▸ **Job**:
Return the text of every record below word for word, leaving out the pictures.

▸ **Data section**:
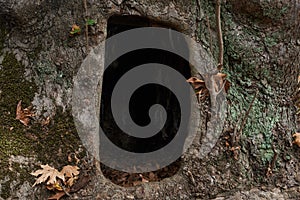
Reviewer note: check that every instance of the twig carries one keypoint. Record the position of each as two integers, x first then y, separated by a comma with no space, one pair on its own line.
210,35
237,133
86,26
220,37
272,164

▸ **Full output**:
Reviewer note: check that every instance of the twig carries one keypoint. Record the position of each as two integers, x first then y, separated by a comma with no space, one pair on its own line.
210,35
237,133
86,26
220,37
272,164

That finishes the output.